▶ Records shown
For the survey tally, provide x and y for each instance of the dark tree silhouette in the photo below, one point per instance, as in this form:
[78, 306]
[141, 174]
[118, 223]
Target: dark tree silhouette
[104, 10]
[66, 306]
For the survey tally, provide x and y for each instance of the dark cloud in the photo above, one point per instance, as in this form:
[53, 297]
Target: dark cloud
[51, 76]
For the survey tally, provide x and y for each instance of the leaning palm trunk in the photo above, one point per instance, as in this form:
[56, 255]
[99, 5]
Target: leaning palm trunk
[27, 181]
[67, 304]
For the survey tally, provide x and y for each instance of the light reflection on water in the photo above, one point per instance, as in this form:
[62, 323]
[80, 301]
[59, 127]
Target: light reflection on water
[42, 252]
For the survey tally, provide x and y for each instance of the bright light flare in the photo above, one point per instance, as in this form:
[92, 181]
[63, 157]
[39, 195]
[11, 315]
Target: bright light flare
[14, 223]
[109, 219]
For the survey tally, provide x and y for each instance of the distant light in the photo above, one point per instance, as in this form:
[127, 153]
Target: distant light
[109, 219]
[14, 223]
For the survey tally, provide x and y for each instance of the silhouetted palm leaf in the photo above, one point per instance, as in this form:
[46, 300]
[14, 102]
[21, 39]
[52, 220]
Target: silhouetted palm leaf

▶ Exercise
Copy each line above holding "this".

▶ Your response
For the survey tally, provide x and y for each instance of the dark tree silhouette in the photo below, one point per instance, as in this form:
For the survey tally, provide x and y for each instance of the dark cloud in the photo above, one point per instance, as in this form:
For the survey tally, provide x and y for each instance of the leaning palm trunk in the photo above, one point per instance, as in this form:
For the survey tally, provide x and y for each instance of the light reflection on water in the photo above, one point per instance, as in this form:
For the survey tally, provide x and y for each instance of the bright light flare in the photo above, one point per instance, as in this form:
For the survey tally, provide x and y for each instance of the distant light in the photo above, one point per instance, as in this form:
For the survey tally, provide x and y for each instance of the silhouetted palm leaf in the photo above, one point per instance, as in this form:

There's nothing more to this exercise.